- **DIRECTIONS**
The full listing should be reproduced exactly as it appears.
-- DATA SUPPLIED follows --
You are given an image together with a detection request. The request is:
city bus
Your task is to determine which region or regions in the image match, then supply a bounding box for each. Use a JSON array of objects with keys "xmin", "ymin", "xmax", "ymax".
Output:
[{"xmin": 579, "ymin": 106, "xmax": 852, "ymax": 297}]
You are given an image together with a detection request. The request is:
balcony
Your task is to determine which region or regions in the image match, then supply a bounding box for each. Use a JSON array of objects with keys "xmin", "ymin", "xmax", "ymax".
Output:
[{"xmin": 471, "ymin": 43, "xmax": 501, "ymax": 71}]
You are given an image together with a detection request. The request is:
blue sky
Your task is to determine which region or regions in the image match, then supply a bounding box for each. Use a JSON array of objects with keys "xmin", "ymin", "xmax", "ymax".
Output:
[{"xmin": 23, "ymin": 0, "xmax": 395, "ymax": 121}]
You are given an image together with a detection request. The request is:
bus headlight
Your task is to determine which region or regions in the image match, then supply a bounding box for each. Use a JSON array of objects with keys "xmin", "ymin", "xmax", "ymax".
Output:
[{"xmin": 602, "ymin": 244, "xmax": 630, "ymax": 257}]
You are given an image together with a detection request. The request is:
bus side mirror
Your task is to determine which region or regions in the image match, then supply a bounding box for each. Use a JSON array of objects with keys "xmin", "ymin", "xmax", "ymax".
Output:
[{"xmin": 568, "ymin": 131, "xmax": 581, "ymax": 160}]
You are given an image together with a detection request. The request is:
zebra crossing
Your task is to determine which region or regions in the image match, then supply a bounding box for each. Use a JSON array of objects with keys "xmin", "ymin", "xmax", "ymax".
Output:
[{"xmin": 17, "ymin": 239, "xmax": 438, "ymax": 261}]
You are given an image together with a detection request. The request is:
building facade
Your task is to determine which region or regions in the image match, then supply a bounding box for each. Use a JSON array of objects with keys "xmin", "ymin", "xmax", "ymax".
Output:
-- DATA SUPPLIED concluded --
- **ANSWER SECTION**
You are given an image together with a detection request. The request is:
city bus
Your task is to determine which region or regions in the image match, then supply a bounding box for each. Use a JSON array of objects with keys "xmin", "ymin", "xmax", "ymax".
Output:
[{"xmin": 579, "ymin": 106, "xmax": 852, "ymax": 297}]
You are given an image together with a detection request. The request is:
balcony
Your task is to determine which region or regions in the image match, then supply a bounding box for each. Use a JSON array of objects with keys "xmin", "ymin", "xmax", "ymax".
Output:
[{"xmin": 471, "ymin": 43, "xmax": 501, "ymax": 71}]
You are given an image together with a detection request. The request is:
blue sky
Your task is to determine which region or regions in the image match, then supply a bounding box for each. Use a JSON array of objects with keys "xmin", "ymin", "xmax", "ymax".
Output:
[{"xmin": 23, "ymin": 0, "xmax": 395, "ymax": 121}]
You are given an image together with a detection request. The request is:
bus headlight
Your task is to determine which region or regions in the image match, then supply a bounding box for each. Use a JSON array of objects with keys "xmin", "ymin", "xmax", "ymax".
Output:
[{"xmin": 602, "ymin": 244, "xmax": 630, "ymax": 257}]
You are given an image together with a detection request. The request is:
bus side mirror
Your task is to determine which region or regions in the image match, then supply a bounding box for each. Use a JSON array of objects with keys "xmin", "ymin", "xmax", "ymax".
Output:
[{"xmin": 568, "ymin": 131, "xmax": 581, "ymax": 160}]
You are given an image together with a detection request. The request is:
zebra crossing
Your task is to determine which region or regions in the image match, then supply a bounding box for each. Use a JSON array of objects with keys "xmin", "ymin", "xmax", "ymax".
Output:
[{"xmin": 17, "ymin": 239, "xmax": 438, "ymax": 261}]
You are given an image together with a detection request. The request is:
building facade
Your task is to determine which region or regions in the image match, then supply a bounding box for each. Use a JSON array of objects with keys "xmin", "ymin", "xmax", "ymax".
Output:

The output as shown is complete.